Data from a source
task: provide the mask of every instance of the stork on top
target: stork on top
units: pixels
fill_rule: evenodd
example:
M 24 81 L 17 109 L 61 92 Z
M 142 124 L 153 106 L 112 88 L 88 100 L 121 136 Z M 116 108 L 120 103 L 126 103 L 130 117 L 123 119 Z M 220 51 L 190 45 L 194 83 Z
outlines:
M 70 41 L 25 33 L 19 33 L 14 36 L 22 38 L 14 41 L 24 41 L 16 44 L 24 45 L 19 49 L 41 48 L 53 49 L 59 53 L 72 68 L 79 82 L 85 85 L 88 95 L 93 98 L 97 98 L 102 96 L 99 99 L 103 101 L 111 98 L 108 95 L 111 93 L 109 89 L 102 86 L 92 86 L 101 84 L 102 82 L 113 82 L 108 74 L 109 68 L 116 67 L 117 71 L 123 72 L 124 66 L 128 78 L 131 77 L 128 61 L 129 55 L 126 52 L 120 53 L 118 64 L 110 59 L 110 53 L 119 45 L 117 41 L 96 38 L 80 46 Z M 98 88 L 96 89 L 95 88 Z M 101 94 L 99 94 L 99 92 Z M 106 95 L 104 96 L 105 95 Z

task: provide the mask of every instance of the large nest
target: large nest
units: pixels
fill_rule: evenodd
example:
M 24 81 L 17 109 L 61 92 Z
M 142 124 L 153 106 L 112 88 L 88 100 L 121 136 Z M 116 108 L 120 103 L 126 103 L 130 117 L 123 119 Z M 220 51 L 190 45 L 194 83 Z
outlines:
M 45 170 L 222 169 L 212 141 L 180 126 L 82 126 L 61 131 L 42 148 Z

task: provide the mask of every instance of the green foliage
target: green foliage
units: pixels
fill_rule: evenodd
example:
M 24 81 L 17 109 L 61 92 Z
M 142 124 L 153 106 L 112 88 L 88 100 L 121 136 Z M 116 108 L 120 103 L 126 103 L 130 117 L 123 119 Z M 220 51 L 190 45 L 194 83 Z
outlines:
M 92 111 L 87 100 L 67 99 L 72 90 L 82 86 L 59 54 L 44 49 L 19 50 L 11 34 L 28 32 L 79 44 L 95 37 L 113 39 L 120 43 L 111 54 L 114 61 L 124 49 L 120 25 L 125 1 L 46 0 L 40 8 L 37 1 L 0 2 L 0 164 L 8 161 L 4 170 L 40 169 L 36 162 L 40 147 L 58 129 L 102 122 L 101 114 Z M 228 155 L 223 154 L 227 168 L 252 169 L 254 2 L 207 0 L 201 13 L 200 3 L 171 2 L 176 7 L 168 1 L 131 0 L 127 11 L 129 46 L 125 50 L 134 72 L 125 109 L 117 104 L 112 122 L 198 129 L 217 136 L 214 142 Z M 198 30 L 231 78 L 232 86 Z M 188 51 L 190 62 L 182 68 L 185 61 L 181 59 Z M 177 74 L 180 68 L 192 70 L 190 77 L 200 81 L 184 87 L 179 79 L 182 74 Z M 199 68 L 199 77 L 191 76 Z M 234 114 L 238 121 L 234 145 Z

## WRITTEN INSTRUCTION
Reproduce the stretch of the data above from the line containing "task: provide the mask of every instance of the large" through the line containing "M 45 170 L 222", keeping every character unchanged.

## RESULT OF THIS TASK
task: provide the mask of every instance of the large nest
target: large nest
units: pixels
fill_rule: evenodd
example:
M 24 81 L 17 109 L 61 92 Z
M 142 124 L 153 106 L 112 88 L 88 100 L 121 136 Z M 116 108 L 120 103 L 126 103 L 130 117 L 123 119 Z M 220 51 L 190 45 L 194 83 Z
outlines:
M 45 170 L 222 169 L 212 141 L 180 126 L 82 126 L 61 131 L 42 148 Z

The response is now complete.